-- Excerpted data start --

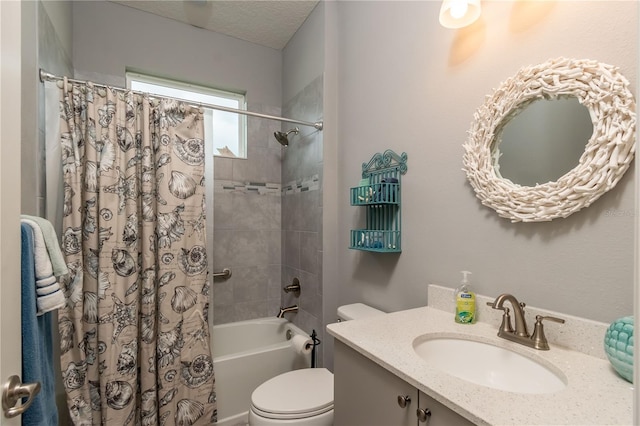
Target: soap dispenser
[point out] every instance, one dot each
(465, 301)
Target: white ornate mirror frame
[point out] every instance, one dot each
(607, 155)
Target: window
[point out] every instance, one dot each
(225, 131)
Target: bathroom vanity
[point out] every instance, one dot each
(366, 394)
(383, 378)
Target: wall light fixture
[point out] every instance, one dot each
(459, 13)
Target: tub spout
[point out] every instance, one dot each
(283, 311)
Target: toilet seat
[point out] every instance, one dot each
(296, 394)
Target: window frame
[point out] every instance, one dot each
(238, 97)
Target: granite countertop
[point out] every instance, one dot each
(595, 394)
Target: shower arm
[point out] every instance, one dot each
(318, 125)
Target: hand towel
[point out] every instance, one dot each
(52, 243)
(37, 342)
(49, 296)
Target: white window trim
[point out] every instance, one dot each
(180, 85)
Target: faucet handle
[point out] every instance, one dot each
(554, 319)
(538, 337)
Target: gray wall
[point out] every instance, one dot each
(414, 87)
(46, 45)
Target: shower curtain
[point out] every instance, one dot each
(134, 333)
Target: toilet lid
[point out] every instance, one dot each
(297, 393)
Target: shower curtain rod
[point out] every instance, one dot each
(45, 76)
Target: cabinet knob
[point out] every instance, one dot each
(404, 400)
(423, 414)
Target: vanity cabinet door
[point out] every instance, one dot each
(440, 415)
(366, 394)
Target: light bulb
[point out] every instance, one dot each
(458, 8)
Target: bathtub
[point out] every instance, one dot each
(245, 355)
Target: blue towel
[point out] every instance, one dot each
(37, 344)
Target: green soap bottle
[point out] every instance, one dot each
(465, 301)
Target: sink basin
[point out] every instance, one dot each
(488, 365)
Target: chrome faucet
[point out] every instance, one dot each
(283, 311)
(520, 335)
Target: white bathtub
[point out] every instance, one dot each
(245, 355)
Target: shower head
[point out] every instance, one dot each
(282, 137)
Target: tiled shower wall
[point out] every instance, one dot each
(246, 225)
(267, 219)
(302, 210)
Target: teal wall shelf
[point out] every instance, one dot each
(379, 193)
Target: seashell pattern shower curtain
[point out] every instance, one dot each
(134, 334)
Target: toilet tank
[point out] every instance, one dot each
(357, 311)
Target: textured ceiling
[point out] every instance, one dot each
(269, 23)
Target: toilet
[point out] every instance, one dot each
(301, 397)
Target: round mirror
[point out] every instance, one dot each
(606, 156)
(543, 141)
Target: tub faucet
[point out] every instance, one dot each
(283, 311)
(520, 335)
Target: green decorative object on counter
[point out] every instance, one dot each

-- Excerpted data end --

» Task instructions
Starting at the line that contains "Target: light bulb" and going through the last of the rows, switch "green" to "emerald" and write out only those lines, with nothing else changed.

» Result of the exercise
Target: light bulb
[point out] every instance, one dot each
(458, 8)
Target: bathtub
[point out] every instance, one dot each
(245, 355)
Target: blue towel
[point out] every instance, one dot each
(37, 344)
Target: emerald soap bottle
[point out] every instance, one dot each
(465, 301)
Target: sink basin
[point out] every instance, one dot each
(488, 365)
Target: chrome faucet
[point out] every instance, one dot each
(283, 311)
(520, 335)
Target: white bathtub
[point out] every instance, one dot each
(245, 355)
Target: shower head
[point out] every instance, one dot each
(282, 137)
Target: tiled shower wall
[point out] every instance, one dot each
(246, 225)
(267, 219)
(302, 210)
Target: teal wall shelf
[point out] every instance, one dot each
(379, 193)
Target: seashell pattern shower curtain
[point out] every instance, one dot each
(134, 334)
Target: toilet tank
[point out] every instance, one dot each
(357, 311)
Target: textured ceiling
[point out] every instance, one dot each
(269, 23)
Target: toilet
[point out] every instance, one dot each
(301, 397)
Target: round mirror
[point out] every instance, one dot each
(606, 156)
(543, 141)
Target: tub faucet
[point out] every instance, one dot each
(283, 311)
(520, 335)
Target: emerald decorative object on counter
[point out] every instance, one dot each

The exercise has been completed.